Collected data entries
——

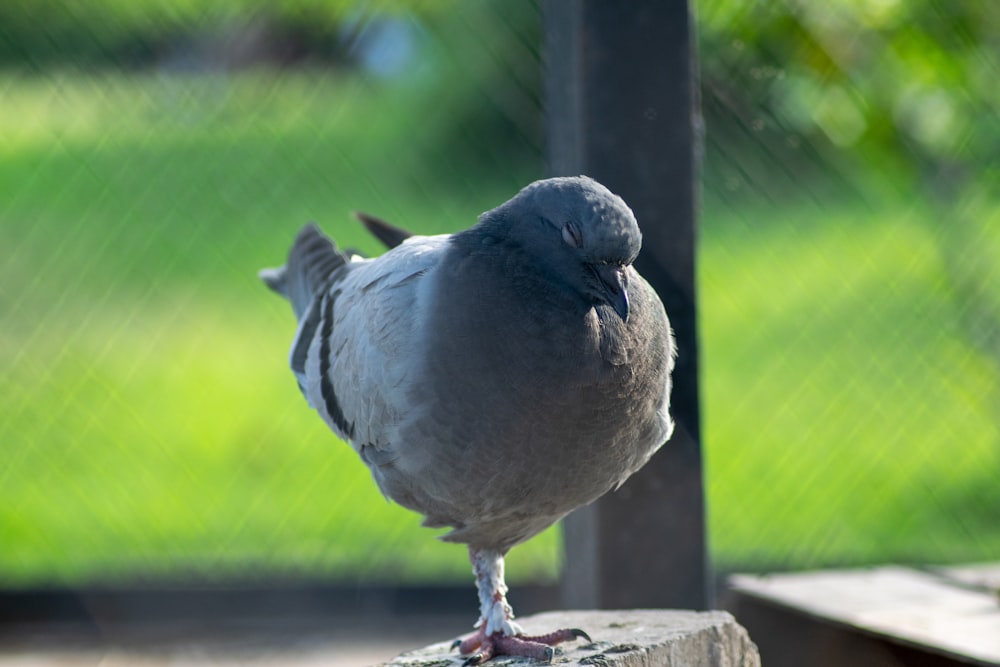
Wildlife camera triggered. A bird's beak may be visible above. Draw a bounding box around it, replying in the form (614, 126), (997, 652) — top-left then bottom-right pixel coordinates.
(594, 264), (630, 322)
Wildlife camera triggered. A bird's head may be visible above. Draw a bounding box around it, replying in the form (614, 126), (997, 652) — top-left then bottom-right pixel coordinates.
(487, 176), (642, 322)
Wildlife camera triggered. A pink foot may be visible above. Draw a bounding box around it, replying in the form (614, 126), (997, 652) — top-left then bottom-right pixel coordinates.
(452, 626), (591, 665)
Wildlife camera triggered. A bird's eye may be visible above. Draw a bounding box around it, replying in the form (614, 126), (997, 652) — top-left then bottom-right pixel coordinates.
(561, 221), (583, 248)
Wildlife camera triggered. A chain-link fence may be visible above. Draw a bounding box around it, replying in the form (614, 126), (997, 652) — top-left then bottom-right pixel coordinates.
(1, 0), (997, 592)
(698, 0), (1000, 572)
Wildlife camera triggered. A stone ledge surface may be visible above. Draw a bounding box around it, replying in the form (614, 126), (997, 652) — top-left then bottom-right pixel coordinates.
(380, 609), (760, 667)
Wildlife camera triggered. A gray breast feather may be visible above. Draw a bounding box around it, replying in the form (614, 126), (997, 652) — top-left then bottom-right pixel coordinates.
(368, 235), (676, 551)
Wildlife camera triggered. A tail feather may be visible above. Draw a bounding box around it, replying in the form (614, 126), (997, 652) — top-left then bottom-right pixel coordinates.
(354, 211), (413, 250)
(259, 223), (348, 320)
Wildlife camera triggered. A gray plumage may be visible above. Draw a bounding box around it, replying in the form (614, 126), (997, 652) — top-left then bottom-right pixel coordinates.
(261, 176), (675, 556)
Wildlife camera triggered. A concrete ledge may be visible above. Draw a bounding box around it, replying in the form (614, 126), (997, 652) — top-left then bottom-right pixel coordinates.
(381, 609), (760, 667)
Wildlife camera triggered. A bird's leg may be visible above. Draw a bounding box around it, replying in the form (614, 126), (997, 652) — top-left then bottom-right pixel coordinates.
(473, 547), (521, 638)
(452, 547), (591, 665)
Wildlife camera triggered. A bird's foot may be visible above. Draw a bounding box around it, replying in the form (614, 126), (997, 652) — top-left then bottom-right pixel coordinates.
(451, 626), (591, 665)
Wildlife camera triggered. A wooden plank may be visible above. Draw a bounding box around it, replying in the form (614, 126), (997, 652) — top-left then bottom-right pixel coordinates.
(730, 566), (1000, 665)
(935, 562), (1000, 594)
(543, 0), (710, 612)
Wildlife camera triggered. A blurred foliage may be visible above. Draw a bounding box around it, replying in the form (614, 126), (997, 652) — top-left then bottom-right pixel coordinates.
(8, 0), (995, 198)
(699, 0), (1000, 198)
(698, 0), (1000, 421)
(416, 1), (543, 181)
(0, 0), (450, 68)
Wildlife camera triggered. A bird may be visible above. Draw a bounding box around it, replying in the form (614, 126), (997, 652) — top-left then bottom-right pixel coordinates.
(260, 176), (676, 664)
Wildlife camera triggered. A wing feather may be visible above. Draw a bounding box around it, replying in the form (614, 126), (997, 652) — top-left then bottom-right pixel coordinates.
(296, 235), (449, 458)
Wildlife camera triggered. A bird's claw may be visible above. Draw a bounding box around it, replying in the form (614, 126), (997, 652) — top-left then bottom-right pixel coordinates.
(518, 627), (592, 649)
(460, 638), (494, 666)
(454, 629), (583, 664)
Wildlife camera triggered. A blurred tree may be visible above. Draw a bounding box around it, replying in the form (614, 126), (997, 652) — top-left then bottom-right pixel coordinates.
(0, 0), (453, 68)
(698, 0), (999, 200)
(699, 0), (1000, 442)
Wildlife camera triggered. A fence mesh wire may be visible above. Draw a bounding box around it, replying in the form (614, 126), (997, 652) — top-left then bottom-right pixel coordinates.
(1, 0), (997, 589)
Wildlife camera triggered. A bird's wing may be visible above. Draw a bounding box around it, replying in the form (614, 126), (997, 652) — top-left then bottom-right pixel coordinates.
(294, 233), (449, 461)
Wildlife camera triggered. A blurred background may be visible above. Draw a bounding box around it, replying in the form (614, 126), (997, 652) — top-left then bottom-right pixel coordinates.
(1, 0), (998, 604)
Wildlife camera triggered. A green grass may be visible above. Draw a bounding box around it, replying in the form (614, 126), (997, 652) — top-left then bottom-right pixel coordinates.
(1, 69), (998, 587)
(700, 195), (1000, 570)
(0, 68), (549, 586)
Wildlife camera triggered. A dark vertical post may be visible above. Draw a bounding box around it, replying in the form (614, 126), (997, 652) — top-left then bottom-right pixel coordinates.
(544, 0), (711, 610)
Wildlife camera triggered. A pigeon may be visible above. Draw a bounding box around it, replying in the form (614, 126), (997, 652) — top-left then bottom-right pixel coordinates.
(260, 176), (676, 664)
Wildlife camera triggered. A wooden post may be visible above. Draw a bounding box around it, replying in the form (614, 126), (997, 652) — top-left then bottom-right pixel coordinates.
(544, 0), (711, 610)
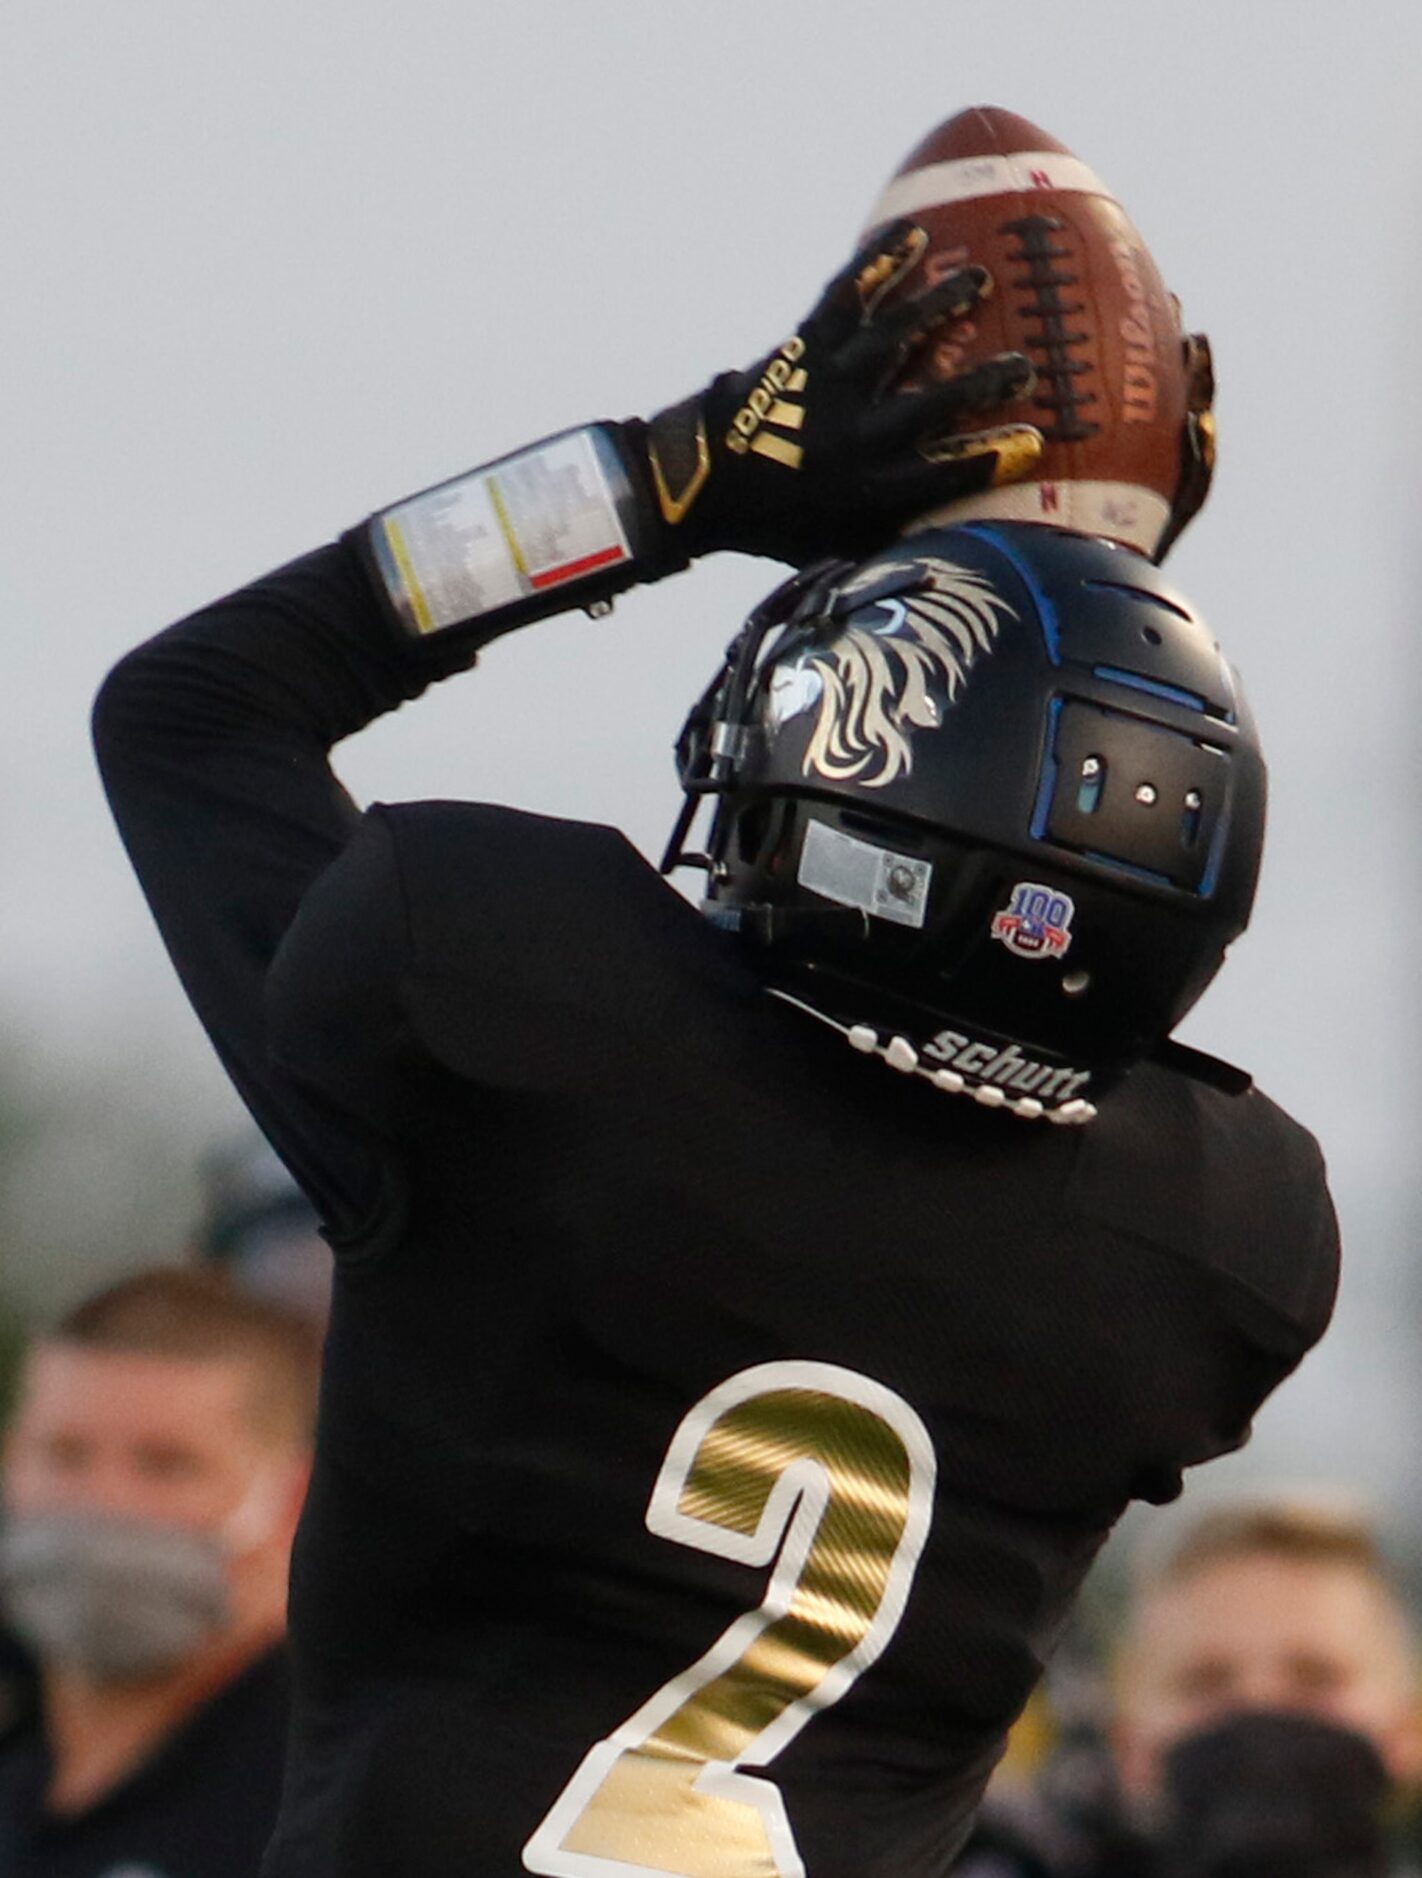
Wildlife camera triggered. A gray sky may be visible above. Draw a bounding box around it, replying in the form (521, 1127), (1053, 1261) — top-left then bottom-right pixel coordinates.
(2, 2), (1419, 1515)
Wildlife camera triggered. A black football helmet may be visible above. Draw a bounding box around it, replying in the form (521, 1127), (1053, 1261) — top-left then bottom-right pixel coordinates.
(663, 522), (1265, 1121)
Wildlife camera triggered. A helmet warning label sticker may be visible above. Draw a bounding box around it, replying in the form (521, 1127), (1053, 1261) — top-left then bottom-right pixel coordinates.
(798, 821), (931, 930)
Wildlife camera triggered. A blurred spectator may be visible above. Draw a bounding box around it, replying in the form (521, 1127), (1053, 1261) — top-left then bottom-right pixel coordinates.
(956, 1498), (1422, 1876)
(194, 1132), (330, 1329)
(0, 1268), (317, 1877)
(1113, 1499), (1421, 1807)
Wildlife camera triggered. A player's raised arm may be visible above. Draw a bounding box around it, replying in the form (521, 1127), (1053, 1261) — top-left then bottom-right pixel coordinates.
(351, 218), (1037, 656)
(91, 227), (1037, 1243)
(91, 543), (434, 1242)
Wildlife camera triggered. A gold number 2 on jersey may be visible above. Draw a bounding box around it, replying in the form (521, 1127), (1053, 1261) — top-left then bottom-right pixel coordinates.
(522, 1359), (936, 1878)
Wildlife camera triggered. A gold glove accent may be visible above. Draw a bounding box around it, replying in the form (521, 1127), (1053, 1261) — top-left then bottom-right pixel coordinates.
(1155, 331), (1216, 560)
(748, 431), (804, 470)
(724, 338), (809, 463)
(1183, 331), (1216, 413)
(1194, 408), (1217, 472)
(919, 423), (1046, 486)
(1182, 331), (1217, 473)
(856, 225), (929, 316)
(648, 415), (712, 525)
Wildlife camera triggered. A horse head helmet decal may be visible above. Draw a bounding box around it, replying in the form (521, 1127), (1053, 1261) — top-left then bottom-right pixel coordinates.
(764, 554), (1019, 788)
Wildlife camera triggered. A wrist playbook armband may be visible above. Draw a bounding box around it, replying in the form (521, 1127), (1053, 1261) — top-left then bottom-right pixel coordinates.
(354, 423), (679, 649)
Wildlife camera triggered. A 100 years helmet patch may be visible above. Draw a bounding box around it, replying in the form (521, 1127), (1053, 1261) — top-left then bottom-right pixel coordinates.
(991, 882), (1075, 959)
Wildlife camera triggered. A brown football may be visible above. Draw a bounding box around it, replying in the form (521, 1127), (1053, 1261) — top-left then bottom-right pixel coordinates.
(863, 105), (1203, 558)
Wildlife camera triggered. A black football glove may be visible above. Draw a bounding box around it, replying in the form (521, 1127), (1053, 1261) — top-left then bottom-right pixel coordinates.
(1155, 329), (1217, 563)
(634, 219), (1042, 569)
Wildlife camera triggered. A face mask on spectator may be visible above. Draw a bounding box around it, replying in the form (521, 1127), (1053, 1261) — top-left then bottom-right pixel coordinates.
(0, 1508), (235, 1682)
(0, 1470), (286, 1685)
(1157, 1709), (1391, 1878)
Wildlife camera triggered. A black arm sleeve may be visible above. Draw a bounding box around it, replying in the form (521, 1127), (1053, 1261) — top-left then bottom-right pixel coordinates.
(92, 539), (471, 1243)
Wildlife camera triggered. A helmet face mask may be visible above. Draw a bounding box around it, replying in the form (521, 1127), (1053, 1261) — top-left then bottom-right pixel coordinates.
(664, 522), (1265, 1117)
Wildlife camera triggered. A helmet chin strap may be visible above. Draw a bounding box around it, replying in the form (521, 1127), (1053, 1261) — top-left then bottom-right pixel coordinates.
(764, 986), (1098, 1126)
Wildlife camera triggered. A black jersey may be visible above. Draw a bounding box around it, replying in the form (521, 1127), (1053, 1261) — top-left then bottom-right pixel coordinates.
(93, 542), (1338, 1878)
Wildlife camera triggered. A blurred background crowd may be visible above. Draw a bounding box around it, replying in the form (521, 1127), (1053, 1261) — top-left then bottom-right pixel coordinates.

——

= EXERCISE PROMPT =
Find "Wildlife camera triggered. A helmet face" in the records. Copy its line and every line after it, exactly, through the last one.

= RESPONSE TO THE EXERCISE =
Wildlife camera triggered. A helmet face mask may be visible above. Draw a bounding box around it, replying in the form (521, 1127), (1053, 1261) — top-left then bottom-right pixel coordinates.
(664, 522), (1265, 1117)
Wildlife camera triggered. A helmet chin strap may be visible above. Draw a bounding box around it, replying in the form (521, 1127), (1053, 1261) — top-left then bottom-right pixel coordinates.
(764, 986), (1098, 1126)
Wildlife camera triggered. A black jersey may be visible above. Draw a bounding box around it, replying in the form (521, 1127), (1053, 1261) — top-left then bottom-right pixel coordinates.
(93, 542), (1338, 1878)
Wildlife camera triggered. A blurred background crowd may be visible above. Draw a bounding box around it, replying in the form (521, 1127), (1053, 1261) — top-left then bottom-right pixel coordinates.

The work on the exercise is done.